▸ **Exercise aim**
In the records below, take the line containing "box: [297, 28, 322, 41]" and every line following it, and write them out exactly.

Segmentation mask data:
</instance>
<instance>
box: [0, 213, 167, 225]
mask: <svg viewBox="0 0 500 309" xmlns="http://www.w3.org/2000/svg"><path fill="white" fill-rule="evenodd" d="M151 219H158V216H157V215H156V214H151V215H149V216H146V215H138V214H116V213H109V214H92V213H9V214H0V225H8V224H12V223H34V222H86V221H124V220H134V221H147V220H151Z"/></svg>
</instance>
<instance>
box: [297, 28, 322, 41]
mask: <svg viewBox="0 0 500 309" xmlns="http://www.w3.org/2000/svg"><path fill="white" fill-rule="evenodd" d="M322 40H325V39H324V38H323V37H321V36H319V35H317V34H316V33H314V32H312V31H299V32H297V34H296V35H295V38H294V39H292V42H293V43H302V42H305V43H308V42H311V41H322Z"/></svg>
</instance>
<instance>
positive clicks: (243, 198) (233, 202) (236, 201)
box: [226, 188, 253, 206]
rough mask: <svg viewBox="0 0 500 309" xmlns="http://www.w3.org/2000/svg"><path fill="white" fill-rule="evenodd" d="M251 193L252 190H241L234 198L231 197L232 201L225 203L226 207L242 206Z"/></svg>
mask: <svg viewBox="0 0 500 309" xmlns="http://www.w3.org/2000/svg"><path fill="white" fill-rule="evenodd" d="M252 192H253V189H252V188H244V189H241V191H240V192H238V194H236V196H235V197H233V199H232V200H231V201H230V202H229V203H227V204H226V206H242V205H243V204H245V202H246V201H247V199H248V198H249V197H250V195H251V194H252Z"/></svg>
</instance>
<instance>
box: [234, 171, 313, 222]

▸ **Exercise response**
box: [297, 28, 322, 41]
mask: <svg viewBox="0 0 500 309" xmlns="http://www.w3.org/2000/svg"><path fill="white" fill-rule="evenodd" d="M322 40H325V39H324V38H323V37H321V36H319V35H317V34H316V33H314V32H312V31H299V32H297V34H296V35H295V38H294V39H292V42H293V43H302V42H305V43H308V42H311V41H322Z"/></svg>
</instance>
<instance>
positive clicks: (243, 198) (233, 202) (236, 201)
box: [226, 188, 253, 206]
rough mask: <svg viewBox="0 0 500 309" xmlns="http://www.w3.org/2000/svg"><path fill="white" fill-rule="evenodd" d="M251 193L252 190H241L234 198L231 197L232 201L225 203L226 207L242 206Z"/></svg>
mask: <svg viewBox="0 0 500 309" xmlns="http://www.w3.org/2000/svg"><path fill="white" fill-rule="evenodd" d="M252 192H253V189H252V188H244V189H241V191H240V192H238V194H236V196H235V197H233V199H232V200H231V201H230V202H229V203H227V204H226V206H242V205H243V204H245V202H246V201H247V199H248V198H249V197H250V195H251V194H252Z"/></svg>
</instance>
<instance>
box: [234, 171, 313, 222]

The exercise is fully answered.